ABOUT THIS TASK
Retype, exactly and only, each line from the one containing "If you could put a point on the river bank" to the end of the records below.

Saved data entries:

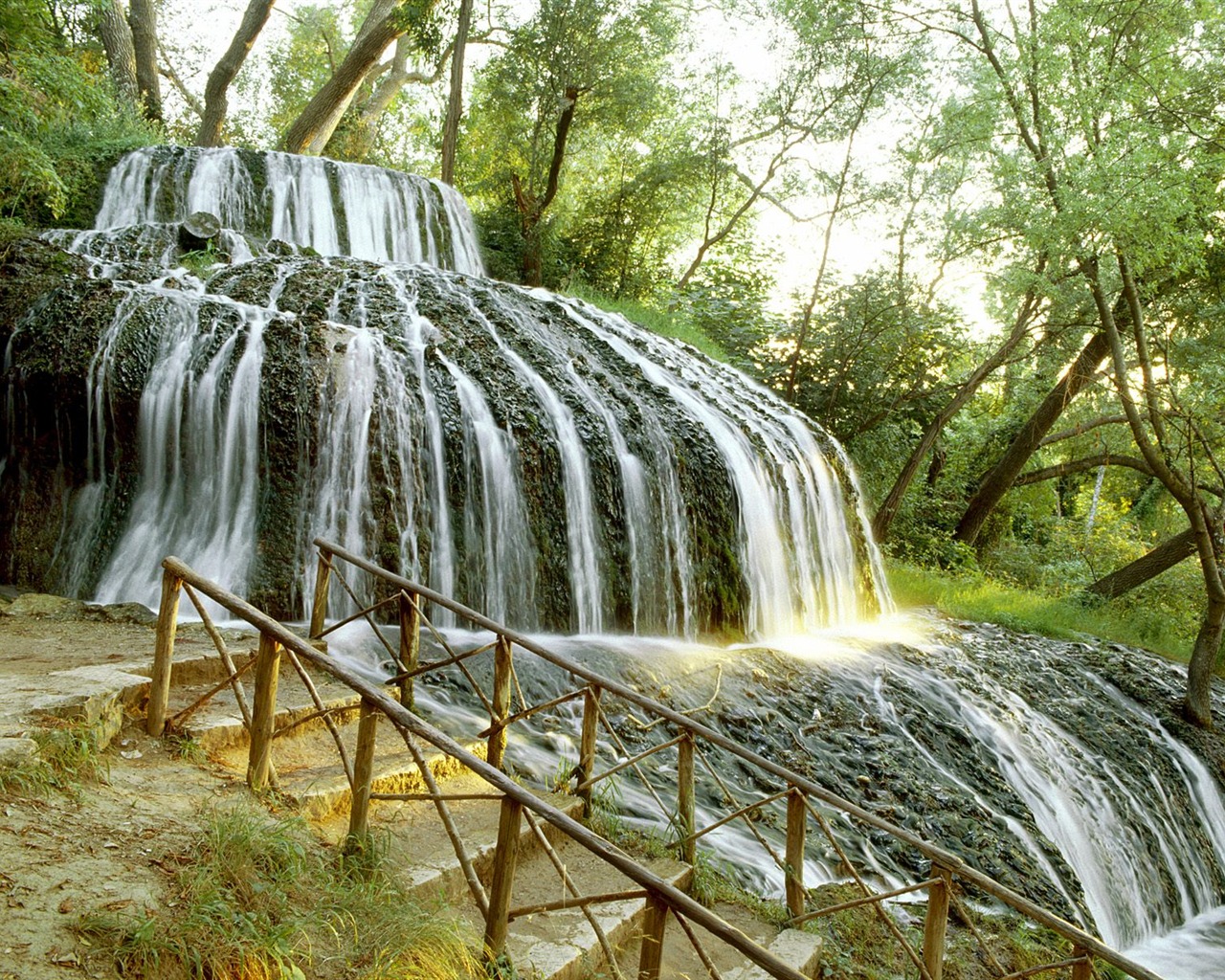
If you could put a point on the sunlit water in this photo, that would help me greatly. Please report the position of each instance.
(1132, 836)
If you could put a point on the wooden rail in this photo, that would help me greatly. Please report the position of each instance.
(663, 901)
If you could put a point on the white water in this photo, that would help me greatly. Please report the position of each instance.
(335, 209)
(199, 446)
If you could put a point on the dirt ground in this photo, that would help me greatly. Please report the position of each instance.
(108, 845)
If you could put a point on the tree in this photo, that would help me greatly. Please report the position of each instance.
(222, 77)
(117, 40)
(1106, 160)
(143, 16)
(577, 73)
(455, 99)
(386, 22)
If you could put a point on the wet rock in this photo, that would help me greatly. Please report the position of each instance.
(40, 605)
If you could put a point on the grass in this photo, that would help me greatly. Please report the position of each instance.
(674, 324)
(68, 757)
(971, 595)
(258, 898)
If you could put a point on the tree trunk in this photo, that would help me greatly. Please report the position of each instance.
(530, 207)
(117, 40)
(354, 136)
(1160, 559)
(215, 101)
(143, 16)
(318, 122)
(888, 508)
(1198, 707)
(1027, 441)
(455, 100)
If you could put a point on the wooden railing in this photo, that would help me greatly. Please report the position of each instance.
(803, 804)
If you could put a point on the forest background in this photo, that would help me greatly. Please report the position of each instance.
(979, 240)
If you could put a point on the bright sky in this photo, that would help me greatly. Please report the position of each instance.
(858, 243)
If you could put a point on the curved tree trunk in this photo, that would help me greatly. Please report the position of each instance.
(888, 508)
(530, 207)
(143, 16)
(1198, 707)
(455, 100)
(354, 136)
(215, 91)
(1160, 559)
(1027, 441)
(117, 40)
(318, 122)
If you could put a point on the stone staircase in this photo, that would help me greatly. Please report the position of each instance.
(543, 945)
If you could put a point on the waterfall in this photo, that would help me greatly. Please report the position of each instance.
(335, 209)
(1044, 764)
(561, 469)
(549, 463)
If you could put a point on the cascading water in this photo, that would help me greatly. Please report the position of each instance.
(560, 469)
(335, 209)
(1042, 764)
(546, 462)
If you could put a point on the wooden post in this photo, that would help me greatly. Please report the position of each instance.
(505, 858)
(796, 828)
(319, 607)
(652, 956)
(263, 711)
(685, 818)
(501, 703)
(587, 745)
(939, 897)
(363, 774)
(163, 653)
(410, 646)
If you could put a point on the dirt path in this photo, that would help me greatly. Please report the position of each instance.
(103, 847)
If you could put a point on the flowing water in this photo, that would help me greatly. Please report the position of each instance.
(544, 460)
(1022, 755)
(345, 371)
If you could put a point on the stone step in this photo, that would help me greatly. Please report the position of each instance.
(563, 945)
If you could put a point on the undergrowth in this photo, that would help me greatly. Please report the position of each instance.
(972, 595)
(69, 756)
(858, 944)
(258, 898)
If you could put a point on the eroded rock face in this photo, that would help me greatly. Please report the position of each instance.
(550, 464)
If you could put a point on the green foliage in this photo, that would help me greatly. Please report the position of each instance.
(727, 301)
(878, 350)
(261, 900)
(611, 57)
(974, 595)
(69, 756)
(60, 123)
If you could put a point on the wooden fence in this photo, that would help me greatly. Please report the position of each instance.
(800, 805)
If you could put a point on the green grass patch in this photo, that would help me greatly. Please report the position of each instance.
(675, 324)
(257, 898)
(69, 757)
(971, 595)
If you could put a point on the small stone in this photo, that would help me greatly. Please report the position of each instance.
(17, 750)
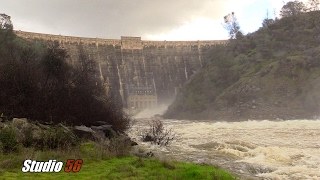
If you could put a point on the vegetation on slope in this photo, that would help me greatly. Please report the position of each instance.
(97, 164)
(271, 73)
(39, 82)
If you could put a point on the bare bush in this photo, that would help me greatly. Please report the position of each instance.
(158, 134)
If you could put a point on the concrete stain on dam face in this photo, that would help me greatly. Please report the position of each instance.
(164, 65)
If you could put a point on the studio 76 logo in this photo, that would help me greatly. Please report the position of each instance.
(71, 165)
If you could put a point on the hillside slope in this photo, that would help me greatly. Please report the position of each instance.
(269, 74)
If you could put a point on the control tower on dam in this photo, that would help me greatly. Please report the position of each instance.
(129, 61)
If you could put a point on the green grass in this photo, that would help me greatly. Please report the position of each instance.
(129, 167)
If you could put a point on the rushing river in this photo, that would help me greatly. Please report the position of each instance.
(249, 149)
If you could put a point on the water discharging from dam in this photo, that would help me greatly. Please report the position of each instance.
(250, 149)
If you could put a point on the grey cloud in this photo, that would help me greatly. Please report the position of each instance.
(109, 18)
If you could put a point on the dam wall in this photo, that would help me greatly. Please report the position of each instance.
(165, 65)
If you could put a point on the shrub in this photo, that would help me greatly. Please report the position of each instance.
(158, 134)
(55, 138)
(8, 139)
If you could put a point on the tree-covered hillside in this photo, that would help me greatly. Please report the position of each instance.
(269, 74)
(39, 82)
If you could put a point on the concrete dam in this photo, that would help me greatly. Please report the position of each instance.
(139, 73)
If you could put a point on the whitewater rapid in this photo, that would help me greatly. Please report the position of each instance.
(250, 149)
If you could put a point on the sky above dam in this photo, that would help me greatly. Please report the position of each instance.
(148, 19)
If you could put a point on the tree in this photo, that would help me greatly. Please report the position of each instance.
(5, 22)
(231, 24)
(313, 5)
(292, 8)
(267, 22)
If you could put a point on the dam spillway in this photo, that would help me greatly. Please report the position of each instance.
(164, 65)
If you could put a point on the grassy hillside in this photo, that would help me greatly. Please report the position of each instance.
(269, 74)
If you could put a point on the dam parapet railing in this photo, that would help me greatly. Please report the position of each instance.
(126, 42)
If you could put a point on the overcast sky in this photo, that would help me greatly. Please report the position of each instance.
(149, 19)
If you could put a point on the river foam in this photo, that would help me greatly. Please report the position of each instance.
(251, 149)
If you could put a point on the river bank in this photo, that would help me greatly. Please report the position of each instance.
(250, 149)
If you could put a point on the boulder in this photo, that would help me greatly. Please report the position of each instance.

REPLY TO THE EXERCISE
If you could put a point on the river bank in this photo, that would help me greatly. Please report the position of each instance.
(250, 149)
If you could put a point on the boulder in this photo, that would help me greatly. Please report the position of each instance.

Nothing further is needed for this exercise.